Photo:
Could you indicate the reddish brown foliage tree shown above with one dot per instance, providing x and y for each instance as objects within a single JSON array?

⁂

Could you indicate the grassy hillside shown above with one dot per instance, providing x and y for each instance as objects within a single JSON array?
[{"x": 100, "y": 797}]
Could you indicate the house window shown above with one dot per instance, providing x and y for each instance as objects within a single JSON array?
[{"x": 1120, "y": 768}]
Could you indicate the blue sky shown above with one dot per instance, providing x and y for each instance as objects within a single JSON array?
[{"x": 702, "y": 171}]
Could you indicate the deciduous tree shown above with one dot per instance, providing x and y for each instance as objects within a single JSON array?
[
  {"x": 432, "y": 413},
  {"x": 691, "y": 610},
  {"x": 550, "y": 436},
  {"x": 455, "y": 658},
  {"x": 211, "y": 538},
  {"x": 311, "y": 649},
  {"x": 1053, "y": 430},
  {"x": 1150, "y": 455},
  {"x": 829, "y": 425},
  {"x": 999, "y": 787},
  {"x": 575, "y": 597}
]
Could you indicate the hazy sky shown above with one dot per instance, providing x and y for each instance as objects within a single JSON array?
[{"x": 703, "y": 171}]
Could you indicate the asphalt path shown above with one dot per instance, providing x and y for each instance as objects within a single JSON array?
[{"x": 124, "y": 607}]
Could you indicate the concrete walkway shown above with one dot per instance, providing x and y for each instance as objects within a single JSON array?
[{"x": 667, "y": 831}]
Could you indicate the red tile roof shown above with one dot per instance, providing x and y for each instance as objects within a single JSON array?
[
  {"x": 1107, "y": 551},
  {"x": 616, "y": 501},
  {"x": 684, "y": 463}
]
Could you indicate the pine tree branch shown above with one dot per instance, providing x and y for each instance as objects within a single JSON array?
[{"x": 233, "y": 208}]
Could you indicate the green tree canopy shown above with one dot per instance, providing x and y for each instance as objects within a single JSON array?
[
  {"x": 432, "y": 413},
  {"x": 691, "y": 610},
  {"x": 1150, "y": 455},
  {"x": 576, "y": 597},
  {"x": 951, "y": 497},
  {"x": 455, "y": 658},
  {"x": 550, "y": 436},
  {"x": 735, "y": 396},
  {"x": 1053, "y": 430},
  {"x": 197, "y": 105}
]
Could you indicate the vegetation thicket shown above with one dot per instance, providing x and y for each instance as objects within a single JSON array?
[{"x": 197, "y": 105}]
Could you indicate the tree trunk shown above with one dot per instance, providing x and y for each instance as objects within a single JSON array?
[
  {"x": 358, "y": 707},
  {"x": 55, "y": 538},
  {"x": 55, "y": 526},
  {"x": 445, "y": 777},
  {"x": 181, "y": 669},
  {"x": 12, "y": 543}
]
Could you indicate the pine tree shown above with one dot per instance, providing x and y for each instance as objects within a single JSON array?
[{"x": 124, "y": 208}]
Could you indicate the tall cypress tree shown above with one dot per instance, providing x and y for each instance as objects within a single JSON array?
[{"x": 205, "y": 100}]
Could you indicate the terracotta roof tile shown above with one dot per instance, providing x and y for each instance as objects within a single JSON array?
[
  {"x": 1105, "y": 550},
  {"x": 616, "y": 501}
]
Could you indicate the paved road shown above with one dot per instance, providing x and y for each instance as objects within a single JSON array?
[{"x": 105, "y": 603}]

⁂

Aim
Please report each line of the records above that contains the string "pine", copying every such line in full. Matching is case-sensitive.

Solved problem
Could you indicate the pine tree branch shown above with one dot per instance, providing x and y for each instance as objects within a single JSON array?
Could you indicate the pine tree shown above with one dot per instance, providing x and y for each instance as objects within a single JSON array?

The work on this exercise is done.